## DATA SUPPLIED
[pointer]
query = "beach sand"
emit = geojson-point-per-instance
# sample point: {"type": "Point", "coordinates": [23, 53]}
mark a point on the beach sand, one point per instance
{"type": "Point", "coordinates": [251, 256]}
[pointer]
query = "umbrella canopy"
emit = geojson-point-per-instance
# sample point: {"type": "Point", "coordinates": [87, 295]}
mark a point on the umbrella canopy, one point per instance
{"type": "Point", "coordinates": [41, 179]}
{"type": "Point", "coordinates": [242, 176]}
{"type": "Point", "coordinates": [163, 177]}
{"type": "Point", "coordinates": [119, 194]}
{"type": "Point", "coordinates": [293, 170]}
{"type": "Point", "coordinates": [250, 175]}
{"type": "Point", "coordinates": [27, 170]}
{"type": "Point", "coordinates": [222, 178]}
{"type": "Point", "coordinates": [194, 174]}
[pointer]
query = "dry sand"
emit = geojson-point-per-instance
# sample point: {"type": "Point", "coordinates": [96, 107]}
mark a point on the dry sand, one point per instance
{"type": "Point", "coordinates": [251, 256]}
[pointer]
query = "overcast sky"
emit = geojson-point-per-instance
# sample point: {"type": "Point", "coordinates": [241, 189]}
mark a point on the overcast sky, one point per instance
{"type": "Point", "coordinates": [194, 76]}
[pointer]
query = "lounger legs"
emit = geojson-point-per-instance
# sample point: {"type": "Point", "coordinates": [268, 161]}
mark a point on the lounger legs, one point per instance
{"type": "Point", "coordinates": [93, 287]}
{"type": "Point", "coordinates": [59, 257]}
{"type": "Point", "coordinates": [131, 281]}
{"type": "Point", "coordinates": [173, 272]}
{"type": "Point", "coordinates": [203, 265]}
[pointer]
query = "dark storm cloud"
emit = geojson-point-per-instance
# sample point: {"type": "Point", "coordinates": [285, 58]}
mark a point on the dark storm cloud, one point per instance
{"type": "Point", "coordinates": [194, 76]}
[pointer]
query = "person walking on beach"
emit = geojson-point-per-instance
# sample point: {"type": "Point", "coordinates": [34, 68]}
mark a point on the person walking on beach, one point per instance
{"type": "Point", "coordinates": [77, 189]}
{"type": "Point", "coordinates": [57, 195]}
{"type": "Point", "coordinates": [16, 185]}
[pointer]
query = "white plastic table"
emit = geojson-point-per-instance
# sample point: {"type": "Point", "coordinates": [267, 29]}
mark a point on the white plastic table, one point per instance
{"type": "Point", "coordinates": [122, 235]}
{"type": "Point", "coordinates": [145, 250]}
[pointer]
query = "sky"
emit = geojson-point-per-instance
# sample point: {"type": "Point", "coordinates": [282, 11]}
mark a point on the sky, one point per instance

## TASK BRIEF
From the entries above, copy every line that holds the word "query".

## OUTPUT OF THE TASK
query = "beach sand"
query = "umbrella canopy"
query = "dry sand"
query = "overcast sky"
query = "lounger legs"
query = "dark storm cloud"
query = "person walking on beach"
query = "white plastic table"
query = "sky"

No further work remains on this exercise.